THE TASK
Print out the full listing below, word for word.

RECORDS
· · · ·

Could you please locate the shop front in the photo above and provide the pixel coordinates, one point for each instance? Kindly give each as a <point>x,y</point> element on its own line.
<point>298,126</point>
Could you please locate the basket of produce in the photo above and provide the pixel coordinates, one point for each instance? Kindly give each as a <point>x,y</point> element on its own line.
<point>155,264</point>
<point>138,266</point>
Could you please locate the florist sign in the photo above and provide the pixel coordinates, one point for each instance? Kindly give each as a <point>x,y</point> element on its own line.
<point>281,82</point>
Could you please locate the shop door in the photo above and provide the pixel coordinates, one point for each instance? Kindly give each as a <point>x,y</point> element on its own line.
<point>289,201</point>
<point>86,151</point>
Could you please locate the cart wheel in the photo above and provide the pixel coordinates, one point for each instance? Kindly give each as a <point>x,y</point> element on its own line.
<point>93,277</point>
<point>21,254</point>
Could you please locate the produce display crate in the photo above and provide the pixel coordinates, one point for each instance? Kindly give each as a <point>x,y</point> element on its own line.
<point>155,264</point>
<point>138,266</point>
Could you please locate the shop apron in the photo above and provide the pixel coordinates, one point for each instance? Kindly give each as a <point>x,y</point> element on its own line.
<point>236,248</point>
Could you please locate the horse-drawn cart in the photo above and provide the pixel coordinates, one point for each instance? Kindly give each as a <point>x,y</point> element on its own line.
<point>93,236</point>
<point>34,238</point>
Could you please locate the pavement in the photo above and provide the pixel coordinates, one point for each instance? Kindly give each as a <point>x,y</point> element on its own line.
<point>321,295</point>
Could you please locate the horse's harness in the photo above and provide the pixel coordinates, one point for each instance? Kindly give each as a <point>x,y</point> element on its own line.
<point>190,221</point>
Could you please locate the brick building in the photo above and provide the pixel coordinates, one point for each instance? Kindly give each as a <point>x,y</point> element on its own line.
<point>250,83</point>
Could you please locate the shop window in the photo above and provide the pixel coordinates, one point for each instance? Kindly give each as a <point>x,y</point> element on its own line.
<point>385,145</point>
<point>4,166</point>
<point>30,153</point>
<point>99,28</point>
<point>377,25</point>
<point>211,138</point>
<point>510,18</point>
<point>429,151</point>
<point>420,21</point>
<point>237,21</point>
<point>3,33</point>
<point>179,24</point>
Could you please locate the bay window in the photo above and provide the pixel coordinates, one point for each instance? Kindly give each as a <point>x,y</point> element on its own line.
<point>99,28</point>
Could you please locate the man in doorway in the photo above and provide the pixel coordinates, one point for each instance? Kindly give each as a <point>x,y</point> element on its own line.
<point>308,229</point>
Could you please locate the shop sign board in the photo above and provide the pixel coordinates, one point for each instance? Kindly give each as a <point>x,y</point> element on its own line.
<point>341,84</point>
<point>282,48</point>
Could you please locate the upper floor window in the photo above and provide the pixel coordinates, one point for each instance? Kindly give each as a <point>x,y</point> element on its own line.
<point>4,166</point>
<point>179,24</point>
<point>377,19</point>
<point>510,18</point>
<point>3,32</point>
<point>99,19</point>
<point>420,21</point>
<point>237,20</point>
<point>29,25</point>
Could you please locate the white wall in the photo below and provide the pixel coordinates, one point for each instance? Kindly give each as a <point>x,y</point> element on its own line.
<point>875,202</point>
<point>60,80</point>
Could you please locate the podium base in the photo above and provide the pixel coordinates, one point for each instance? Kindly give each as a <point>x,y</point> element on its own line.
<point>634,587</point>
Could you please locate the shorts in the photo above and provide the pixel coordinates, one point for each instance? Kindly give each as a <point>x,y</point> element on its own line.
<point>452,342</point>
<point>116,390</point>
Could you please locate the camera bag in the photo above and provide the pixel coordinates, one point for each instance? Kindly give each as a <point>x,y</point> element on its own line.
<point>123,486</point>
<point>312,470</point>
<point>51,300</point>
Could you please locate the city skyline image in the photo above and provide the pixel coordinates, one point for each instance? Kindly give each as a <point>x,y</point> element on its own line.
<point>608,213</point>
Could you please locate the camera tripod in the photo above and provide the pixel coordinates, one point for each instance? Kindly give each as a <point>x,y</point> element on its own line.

· · · ·

SOLUTION
Could you please locate the shop front in the photo above and provide the pixel coordinates, one point for each instance? Kindly give each as a <point>x,y</point> element on its own line.
<point>298,126</point>
Could you please locate the basket of produce in the photo above and provide the pixel coordinates, one point for each instance? Kindly give each as a <point>x,y</point> element on its own line.
<point>155,264</point>
<point>138,266</point>
Could you please locate the florist sign in the photo above and provide the pixel coordinates, one point for each instance? Kindly give each as a <point>x,y</point> element on its own line.
<point>281,82</point>
Could you please locate the shop door in the photo above and provide the pixel coordinates, one point for each instance? Kindly give each as a <point>x,y</point> element on its own line.
<point>289,201</point>
<point>86,151</point>
Could you please locate the cart wheel in the photo above and provide the pixel coordinates, one point for each instance? Kindly give each as a <point>x,y</point> element on its own line.
<point>93,277</point>
<point>21,254</point>
Could you please locate the produce display crate in the photo above and provide the pixel coordinates, one point for each instance? Kindly give each as a <point>x,y</point> element on its own line.
<point>155,264</point>
<point>138,266</point>
Could you please locate the shop apron in the photo above and provide the pixel coordinates, one point for each instance? Kindly give each as a <point>x,y</point> element on its own line.
<point>236,248</point>
Could you please locate the horse-drawn cart in the photo above and provide the pixel coordinates, one point for each instance? Kindly give each as a <point>x,y</point> element on its own line.
<point>93,236</point>
<point>34,238</point>
Could you please locate the pavement in the photo above and provide the pixel coordinates, one point for each instance? Kindly give each as a <point>x,y</point> element on its own line.
<point>321,295</point>
Could you please locate the horse's harness in the photo above and provide the pixel coordinates, one point for each instance? Kindly give each as a <point>x,y</point> element on its own line.
<point>190,221</point>
Could you please locate the brick building in the photo above and provide the pixel coordinates, one point for each instance? Kindly give each as a <point>x,y</point> element on its own line.
<point>250,83</point>
Could you please locate the shop window in the photo above and provide the pixel coordinates, one point for each instance? Kindly give each as a <point>x,y</point> element on its own line.
<point>385,145</point>
<point>4,166</point>
<point>30,153</point>
<point>99,28</point>
<point>377,25</point>
<point>211,138</point>
<point>510,18</point>
<point>429,151</point>
<point>420,21</point>
<point>237,21</point>
<point>3,33</point>
<point>179,24</point>
Could you please locate the bay window in the photo above and provide the pixel coordinates, one point for each instance? Kindly give each as a <point>x,y</point> element on its own line.
<point>99,28</point>
Could you please locate the man in doorway in the photo above and provide the pixel coordinates, one point for each instance? Kindly give each as a <point>x,y</point> element on its own line.
<point>308,229</point>
Could you please locate the shop sign board in the photo above and provide the pixel coordinates, one point for each instance? Kindly give each as a <point>x,y</point> element on its own line.
<point>341,84</point>
<point>282,48</point>
Could you please locate the upper floor window in the photo above and provide the pixel coordinates, one point for each instance? Kindly give each as a <point>x,y</point> element on its own line.
<point>4,166</point>
<point>179,24</point>
<point>377,19</point>
<point>510,18</point>
<point>3,32</point>
<point>99,19</point>
<point>420,21</point>
<point>237,20</point>
<point>29,25</point>
Could you please locate the white wall in the photo below and provide the pixel coordinates, one point for each instance? Kindly give each as a <point>x,y</point> element on its own line.
<point>875,202</point>
<point>60,80</point>
Could you please locate the podium base in the photo above and provide the pixel coordinates, one point for each instance? Kindly give each as a <point>x,y</point> element on its own line.
<point>634,587</point>
Could you please locate the shorts in the photo above and provide the pixel coordinates, one point for each instance? Kindly give each as a <point>x,y</point> element on its own line.
<point>452,342</point>
<point>116,390</point>
Could you please locate the camera bag in the photo above and provide the pixel coordinates, one point for each instance? Kindly give each as a <point>x,y</point> element on its own line.
<point>123,486</point>
<point>312,470</point>
<point>51,300</point>
Could you please locate the city skyline image in the photo above and provide the pixel coordinates, one point for each instance? Kindly give each as a <point>x,y</point> element on its own line.
<point>608,213</point>
Could you please locate the camera tripod in the photo above and provide the pixel coordinates, one point for each instance? Kindly give each as a <point>x,y</point> element on its own line.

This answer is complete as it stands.